→ Text
Semester Test and Door Locking FAQs

What is WSU Alert?

WSU Alert is a system for quickly delivering emergency phone, text and email messages for students, faculty and staff on the WSU campus. WSU Alert will notify you when there is a campus emergency or there are circumstances that may affect campus closings, such as weather events.

Why would I be hearing the sirens or getting an alert?

You may be hearing the sirens or receiving an alert if there is an emergency situation, such as active shooter on campus or gas leak. You may also receive an alert if there is a change in WSU schedules, resulted from circumstances such as weather events.

What do the sirens mean?

The sirens indicate a test of the WSU Alert notification system, or an emergency on campus.

What should I do when I hear the sirens?

You should be receiving an alert with more information on your cellphone shortly. Pay attention and be alert to your surroundings. Make sure that others are aware of the potential danger. Do not rely completely on WSU Alert- these notifications are intended to support decisions for personal safety.

Why can’t I hear the sirens when I am inside a building? 

WSU has installed five outdoor warning siren/public address units on the Pullman campus. The University may sound these sirens in the event of an emergency that may threat the safety of those outdoors. The sirens are designed to be heard OUTDOORS ONLY. The siren tones are prone to echoing among the buildings on campus; however all possible adjustments have been made to improve the intelligibility of the voice messages. Even if you cannot understand the voice instructions, your default action should be to always take shelter and seek further information from other WSU Alert resources.

Why is WSU doing a door locking test?

→ Data section
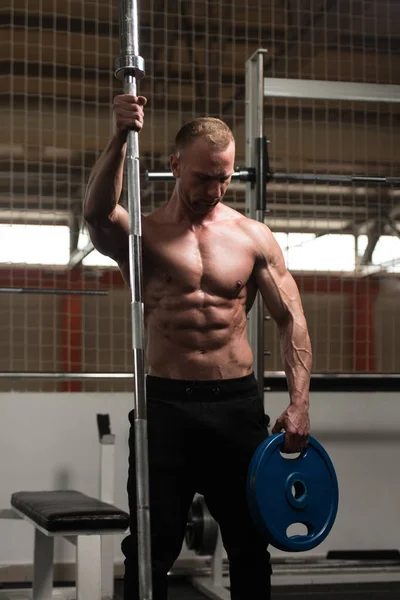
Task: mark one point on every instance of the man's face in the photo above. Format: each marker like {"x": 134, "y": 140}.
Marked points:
{"x": 203, "y": 174}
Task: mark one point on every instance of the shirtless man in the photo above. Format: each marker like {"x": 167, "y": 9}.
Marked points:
{"x": 202, "y": 265}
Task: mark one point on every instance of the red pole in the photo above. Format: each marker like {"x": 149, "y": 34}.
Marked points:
{"x": 71, "y": 336}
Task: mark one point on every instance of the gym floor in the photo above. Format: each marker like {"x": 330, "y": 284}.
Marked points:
{"x": 181, "y": 589}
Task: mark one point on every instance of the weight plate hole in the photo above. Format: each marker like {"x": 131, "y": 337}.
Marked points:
{"x": 291, "y": 456}
{"x": 299, "y": 490}
{"x": 297, "y": 529}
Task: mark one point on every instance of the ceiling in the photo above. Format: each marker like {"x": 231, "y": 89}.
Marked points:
{"x": 57, "y": 84}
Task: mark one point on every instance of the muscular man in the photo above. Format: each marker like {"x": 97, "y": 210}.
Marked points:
{"x": 202, "y": 265}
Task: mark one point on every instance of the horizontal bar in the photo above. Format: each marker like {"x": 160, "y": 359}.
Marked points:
{"x": 53, "y": 291}
{"x": 99, "y": 375}
{"x": 243, "y": 175}
{"x": 330, "y": 90}
{"x": 315, "y": 178}
{"x": 64, "y": 376}
{"x": 320, "y": 178}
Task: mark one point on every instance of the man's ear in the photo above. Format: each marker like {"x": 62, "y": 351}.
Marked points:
{"x": 175, "y": 164}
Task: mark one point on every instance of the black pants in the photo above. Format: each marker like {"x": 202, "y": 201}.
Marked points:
{"x": 202, "y": 435}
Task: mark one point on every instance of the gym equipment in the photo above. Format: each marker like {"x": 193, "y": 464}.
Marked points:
{"x": 202, "y": 530}
{"x": 130, "y": 68}
{"x": 284, "y": 491}
{"x": 53, "y": 291}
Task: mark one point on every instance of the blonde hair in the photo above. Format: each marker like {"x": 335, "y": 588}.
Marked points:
{"x": 216, "y": 132}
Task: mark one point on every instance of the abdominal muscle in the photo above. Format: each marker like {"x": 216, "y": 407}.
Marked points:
{"x": 197, "y": 336}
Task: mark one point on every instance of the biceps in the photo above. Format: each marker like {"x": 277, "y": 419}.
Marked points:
{"x": 111, "y": 237}
{"x": 280, "y": 294}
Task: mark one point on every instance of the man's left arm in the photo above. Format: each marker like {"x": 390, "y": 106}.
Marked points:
{"x": 282, "y": 299}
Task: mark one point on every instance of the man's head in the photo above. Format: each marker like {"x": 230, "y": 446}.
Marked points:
{"x": 203, "y": 162}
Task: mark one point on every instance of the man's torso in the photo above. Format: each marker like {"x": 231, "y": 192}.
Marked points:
{"x": 197, "y": 289}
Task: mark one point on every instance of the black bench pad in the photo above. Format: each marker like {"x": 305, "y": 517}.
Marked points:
{"x": 68, "y": 510}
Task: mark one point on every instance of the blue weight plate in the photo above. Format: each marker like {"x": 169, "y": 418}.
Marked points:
{"x": 283, "y": 491}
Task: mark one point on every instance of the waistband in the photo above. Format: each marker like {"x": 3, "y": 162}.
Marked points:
{"x": 201, "y": 390}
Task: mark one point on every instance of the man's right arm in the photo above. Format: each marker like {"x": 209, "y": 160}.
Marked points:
{"x": 107, "y": 221}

→ Requirements
1. List every question that serves as a heading in the WSU Alert FAQ.
2. Continue the WSU Alert FAQ, picking up right after its final line.

→ The answers
1.
What is WSU Alert?
Why would I be hearing the sirens or getting an alert?
What do the sirens mean?
What should I do when I hear the sirens?
Why can’t I hear the sirens when I am inside a building?
Why is WSU doing a door locking test?

2.
It is important that our campus community is aware of WSU Alert and our abilities to lock down campus in case of an emergency. Having this kind of test allows our community to learn and practice emergency procedures.

Why are you only testing a selected group of buildings, not the entire campus? 

WSU Public Safety works to ensure all capabilities are assessed during each semester WSU Alert test. Assessing different ways to use our systems allows us to utilize them in the greatest way possible, making our campus more safe.

What am I supposed to do when the test starts? 

During the test, please consider the actions you might take in a real emergency. Use this short amount of time to consider what sorts of actions you might take in a real emergency. Look for areas in which you might shelter in place and locate the exits around you. Departments and classes may use this time to discuss emergency procedures. During a real event, WSU will activate appropriate components of the system to alert people that they should be Aware of the situation, Assess their individual circumstances, and Act to take appropriate safety precautions. WSU encourages students, faculty and staff to be personally aware of developing incidents, assessing each emergency individually, and taking actions to ensure the safety of all.

I saw that desktop alerts are going to be added to this test. What should I expect to see?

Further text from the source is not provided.